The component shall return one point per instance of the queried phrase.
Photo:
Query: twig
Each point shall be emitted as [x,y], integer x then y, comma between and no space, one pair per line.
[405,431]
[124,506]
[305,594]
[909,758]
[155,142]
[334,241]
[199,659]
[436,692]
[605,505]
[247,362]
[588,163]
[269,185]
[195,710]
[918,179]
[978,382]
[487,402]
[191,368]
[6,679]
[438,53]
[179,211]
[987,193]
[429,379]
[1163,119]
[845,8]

—————

### [What you will do]
Copy every line of the records above, character for character, without changing anything.

### [Written reply]
The component shall return one point per instance of the queried phrase.
Photo:
Query: twig
Each point shall be emitted as [x,y], integer x then y, comma between and no space, one pair per line.
[405,431]
[124,506]
[305,594]
[909,758]
[155,142]
[334,241]
[199,659]
[436,692]
[605,505]
[247,362]
[588,163]
[269,185]
[195,710]
[918,179]
[978,382]
[487,402]
[191,368]
[6,679]
[438,53]
[179,211]
[987,193]
[429,379]
[1163,119]
[845,8]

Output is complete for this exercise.